Passage shown:

--------------------

Logs and metrics (mix mode only)

  • Per-request log: For each mix-mode routing decision, a structured log line (JSON) is written with:
  • event: hybrid_router_decision
  • route: local or cloud
  • layer: heuristic | semantic | classifier | default_route
  • score, optional reason, request_id, session_id, latency_ms
  • Aggregated counts (in memory):
  • Total mix requests, routed to local, routed to cloud.
  • Counts by layer (how many times each layer decided the route).

These are only updated when main_llm_mode == "mix" and the router runs. Local-only and cloud-only modes are unchanged.


Cloud usage (all modes)

  • Every chat completion that uses a cloud model (whether in mix mode routed to cloud or in single cloud mode) increments a cloud request counter.
  • So you see:
  • Mix mode: router stats (by layer, local vs cloud) and total cloud requests (including those routed to cloud by the router).
  • Single cloud mode: no router stats, but cloud request count still increases for cost visibility.

Reports (structure and options)

Reports combine router stats (mix) and cloud usage into one place. For where to get them (logs, API, tool), see How to see reports. Below: exact structure and options.

What’s in the report

  • generated_at: UTC timestamp.
  • router: total_mix_requests, routed_local, routed_cloud, by_layer (heuristic, semantic, classifier, perplexity, default_route).
  • cloud_usage: cloud_requests_total.
  • summary: total_cloud_requests, mix_requests, mix_routed_local, mix_routed_cloud.

REST API

  • Endpoint: GET /api/reports/usage
  • Auth: Same as other protected APIs (e.g. X-API-Key or Authorization: Bearer when auth_enabled).

--------------------

(Stored entries)
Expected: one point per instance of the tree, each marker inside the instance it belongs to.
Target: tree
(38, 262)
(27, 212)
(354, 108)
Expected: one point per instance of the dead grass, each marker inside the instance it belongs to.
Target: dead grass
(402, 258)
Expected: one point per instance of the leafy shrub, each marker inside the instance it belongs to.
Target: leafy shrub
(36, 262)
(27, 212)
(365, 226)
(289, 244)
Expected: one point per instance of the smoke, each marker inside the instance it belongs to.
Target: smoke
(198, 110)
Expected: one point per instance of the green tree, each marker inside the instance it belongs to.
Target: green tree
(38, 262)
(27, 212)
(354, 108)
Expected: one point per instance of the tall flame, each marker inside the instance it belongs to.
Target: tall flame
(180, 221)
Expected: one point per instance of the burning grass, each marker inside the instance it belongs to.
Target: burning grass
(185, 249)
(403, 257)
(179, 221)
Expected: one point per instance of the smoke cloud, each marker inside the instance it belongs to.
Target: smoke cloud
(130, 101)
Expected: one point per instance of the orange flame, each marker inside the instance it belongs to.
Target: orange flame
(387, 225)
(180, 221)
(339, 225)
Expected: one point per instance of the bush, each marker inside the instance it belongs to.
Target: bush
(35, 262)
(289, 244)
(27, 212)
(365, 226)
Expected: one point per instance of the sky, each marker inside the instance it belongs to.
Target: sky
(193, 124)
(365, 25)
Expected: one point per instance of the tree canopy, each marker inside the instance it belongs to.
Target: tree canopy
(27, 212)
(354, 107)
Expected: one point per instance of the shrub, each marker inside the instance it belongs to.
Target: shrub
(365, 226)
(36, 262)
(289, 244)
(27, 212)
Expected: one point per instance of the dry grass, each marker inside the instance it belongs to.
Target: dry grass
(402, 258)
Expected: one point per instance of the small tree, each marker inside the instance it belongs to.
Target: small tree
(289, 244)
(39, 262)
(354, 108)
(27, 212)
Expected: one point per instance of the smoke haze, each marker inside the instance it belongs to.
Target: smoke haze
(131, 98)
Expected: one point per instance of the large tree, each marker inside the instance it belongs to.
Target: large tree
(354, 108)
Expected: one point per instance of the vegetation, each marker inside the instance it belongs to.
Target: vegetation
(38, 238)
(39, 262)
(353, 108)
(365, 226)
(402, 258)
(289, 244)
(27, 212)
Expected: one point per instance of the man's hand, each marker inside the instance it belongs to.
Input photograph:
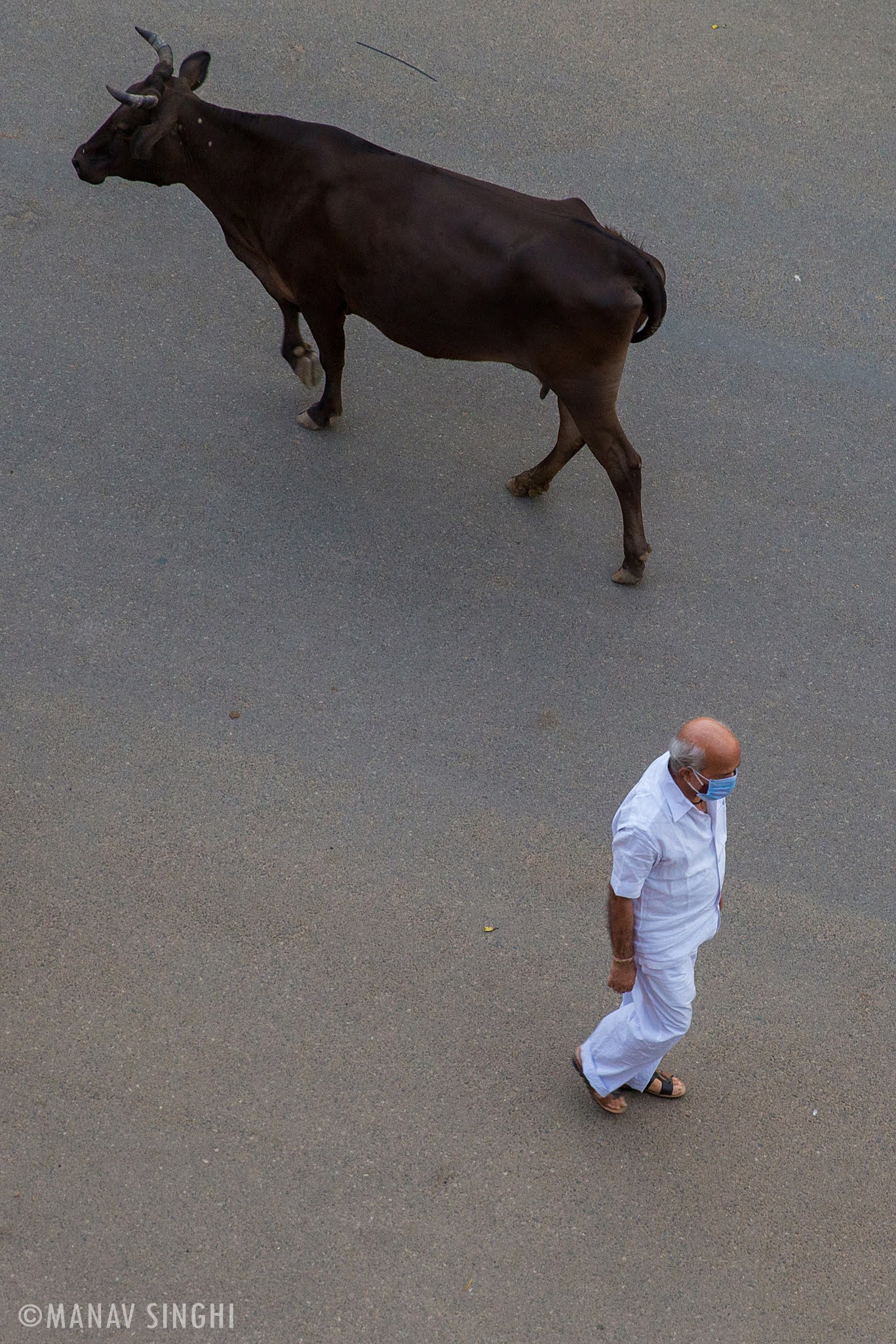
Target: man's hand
(622, 976)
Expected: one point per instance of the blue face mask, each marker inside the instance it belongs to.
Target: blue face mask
(716, 789)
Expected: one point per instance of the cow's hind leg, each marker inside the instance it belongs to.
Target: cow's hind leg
(297, 353)
(537, 479)
(605, 436)
(328, 330)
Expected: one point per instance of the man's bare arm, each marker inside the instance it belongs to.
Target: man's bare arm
(621, 924)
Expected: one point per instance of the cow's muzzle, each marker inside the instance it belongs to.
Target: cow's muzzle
(85, 170)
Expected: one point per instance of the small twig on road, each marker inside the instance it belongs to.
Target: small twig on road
(399, 60)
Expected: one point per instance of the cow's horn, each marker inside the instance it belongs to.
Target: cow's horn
(166, 54)
(134, 100)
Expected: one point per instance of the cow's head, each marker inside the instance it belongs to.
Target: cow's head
(139, 140)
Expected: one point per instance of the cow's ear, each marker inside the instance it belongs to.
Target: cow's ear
(195, 68)
(146, 140)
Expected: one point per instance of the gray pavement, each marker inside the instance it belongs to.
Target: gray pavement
(258, 1047)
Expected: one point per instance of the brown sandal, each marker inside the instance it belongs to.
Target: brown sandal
(602, 1101)
(667, 1086)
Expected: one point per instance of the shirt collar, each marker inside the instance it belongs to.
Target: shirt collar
(672, 793)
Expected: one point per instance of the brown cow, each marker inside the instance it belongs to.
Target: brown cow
(444, 264)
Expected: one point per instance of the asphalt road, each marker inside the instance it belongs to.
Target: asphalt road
(258, 1047)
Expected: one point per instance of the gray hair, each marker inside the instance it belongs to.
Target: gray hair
(686, 756)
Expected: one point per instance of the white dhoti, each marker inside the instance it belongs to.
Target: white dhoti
(628, 1044)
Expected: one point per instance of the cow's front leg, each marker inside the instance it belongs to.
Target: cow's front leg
(328, 331)
(297, 353)
(537, 479)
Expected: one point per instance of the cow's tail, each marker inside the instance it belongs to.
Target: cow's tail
(653, 296)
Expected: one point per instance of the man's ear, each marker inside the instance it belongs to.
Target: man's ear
(195, 68)
(146, 140)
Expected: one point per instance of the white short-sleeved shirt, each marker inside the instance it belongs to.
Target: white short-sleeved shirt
(669, 859)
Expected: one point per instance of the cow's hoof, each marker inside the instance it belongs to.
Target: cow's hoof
(307, 422)
(308, 366)
(627, 577)
(523, 487)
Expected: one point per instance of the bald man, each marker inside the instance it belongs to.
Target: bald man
(665, 899)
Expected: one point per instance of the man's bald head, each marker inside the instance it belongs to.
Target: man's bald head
(705, 745)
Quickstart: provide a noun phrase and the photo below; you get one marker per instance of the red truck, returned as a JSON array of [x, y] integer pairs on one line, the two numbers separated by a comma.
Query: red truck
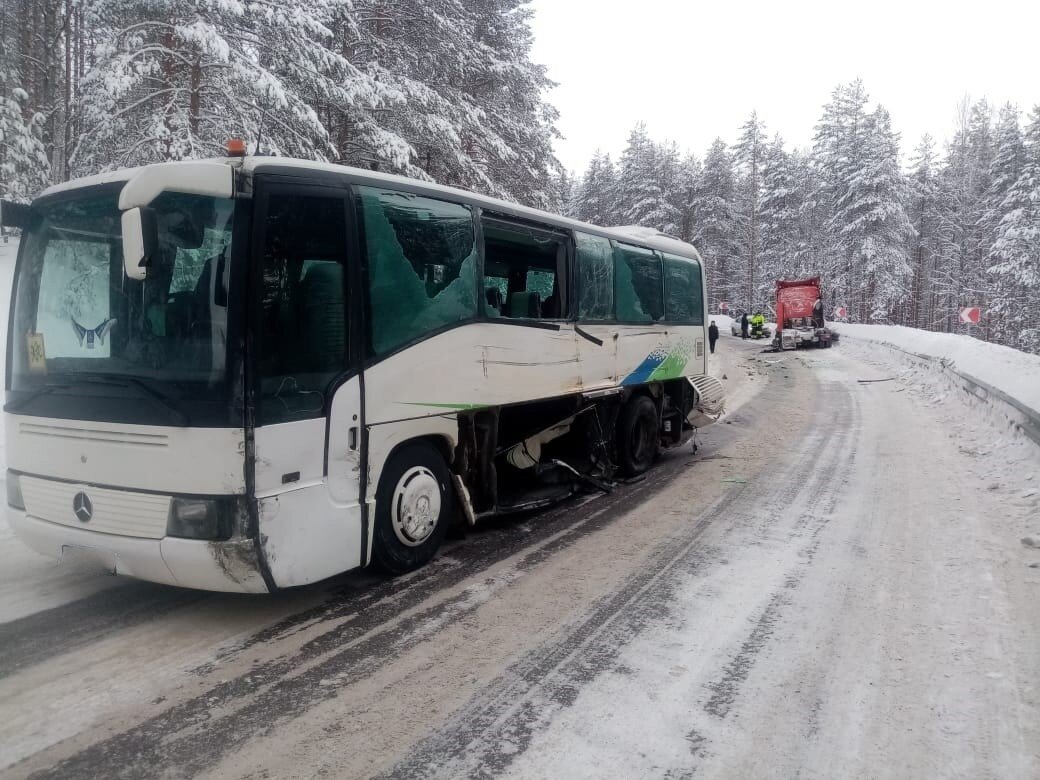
[[800, 315]]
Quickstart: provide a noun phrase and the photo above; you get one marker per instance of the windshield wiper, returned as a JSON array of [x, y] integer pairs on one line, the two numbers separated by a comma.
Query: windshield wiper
[[44, 390], [158, 399]]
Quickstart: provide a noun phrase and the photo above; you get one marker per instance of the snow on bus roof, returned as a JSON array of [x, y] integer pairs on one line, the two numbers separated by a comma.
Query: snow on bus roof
[[646, 236]]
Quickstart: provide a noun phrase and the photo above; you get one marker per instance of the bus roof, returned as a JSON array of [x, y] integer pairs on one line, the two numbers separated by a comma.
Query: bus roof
[[629, 234]]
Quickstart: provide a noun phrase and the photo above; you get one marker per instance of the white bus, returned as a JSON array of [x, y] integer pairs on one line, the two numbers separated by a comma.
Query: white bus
[[253, 373]]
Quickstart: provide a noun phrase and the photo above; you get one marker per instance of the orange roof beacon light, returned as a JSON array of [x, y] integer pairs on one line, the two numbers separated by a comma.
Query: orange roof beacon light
[[236, 148]]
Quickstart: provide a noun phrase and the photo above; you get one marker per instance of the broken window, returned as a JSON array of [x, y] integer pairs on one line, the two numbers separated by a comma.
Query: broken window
[[639, 292], [421, 265], [595, 279], [304, 326], [525, 270], [682, 288]]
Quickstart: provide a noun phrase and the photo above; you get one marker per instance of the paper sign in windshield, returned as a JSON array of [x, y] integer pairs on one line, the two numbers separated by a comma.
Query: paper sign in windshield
[[36, 353]]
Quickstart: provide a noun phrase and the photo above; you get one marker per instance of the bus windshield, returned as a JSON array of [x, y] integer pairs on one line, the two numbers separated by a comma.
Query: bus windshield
[[88, 343]]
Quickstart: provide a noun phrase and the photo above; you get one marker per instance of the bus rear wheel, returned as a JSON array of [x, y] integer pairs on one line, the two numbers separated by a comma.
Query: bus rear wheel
[[638, 436], [413, 508]]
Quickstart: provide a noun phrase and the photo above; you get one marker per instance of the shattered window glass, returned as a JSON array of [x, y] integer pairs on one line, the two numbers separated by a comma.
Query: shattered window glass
[[639, 292], [682, 288], [421, 265], [595, 277], [525, 270], [303, 330]]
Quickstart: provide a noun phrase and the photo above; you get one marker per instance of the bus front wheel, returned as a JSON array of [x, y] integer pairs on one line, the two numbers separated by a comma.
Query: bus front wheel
[[413, 508], [638, 436]]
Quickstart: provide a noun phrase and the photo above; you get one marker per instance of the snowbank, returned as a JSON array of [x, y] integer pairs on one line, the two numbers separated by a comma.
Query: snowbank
[[1011, 371]]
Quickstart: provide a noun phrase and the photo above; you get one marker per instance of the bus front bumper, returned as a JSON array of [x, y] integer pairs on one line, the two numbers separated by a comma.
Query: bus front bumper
[[227, 567]]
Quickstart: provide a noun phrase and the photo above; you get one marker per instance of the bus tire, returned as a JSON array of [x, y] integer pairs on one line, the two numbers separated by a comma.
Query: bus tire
[[638, 436], [413, 509]]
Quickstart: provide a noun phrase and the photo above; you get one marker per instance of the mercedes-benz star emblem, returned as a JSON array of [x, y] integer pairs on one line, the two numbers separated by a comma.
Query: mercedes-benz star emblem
[[82, 508]]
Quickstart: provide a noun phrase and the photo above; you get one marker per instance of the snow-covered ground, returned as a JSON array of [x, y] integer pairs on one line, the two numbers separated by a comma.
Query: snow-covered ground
[[843, 581], [1009, 370]]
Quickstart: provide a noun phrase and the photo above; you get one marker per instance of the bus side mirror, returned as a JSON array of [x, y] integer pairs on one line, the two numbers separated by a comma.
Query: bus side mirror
[[140, 241], [14, 214]]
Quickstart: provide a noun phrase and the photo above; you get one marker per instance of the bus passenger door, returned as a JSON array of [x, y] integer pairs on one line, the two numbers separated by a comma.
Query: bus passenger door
[[307, 474], [345, 429]]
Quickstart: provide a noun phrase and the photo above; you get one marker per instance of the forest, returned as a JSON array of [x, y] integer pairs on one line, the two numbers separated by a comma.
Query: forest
[[446, 91], [957, 226], [441, 89]]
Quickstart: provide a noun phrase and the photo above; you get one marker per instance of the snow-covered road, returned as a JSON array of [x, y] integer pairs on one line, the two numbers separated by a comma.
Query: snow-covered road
[[845, 580]]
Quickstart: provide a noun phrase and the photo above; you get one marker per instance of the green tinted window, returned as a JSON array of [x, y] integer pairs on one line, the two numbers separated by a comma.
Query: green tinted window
[[683, 299], [421, 265], [595, 258], [639, 292], [303, 320]]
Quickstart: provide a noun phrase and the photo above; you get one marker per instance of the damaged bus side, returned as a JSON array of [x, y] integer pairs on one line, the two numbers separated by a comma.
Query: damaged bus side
[[255, 373]]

--------------------

Task objective: In the passage on router logs and reports, reproduce the part that opens with "Reports combine router" and closes with "generated_at: UTC timestamp.".

Exercise output:
Reports combine router stats (mix) and cloud usage into one place. For where to get them (logs, API, tool), see How to see reports. Below: exact structure and options.

What’s in the report

  • generated_at: UTC timestamp.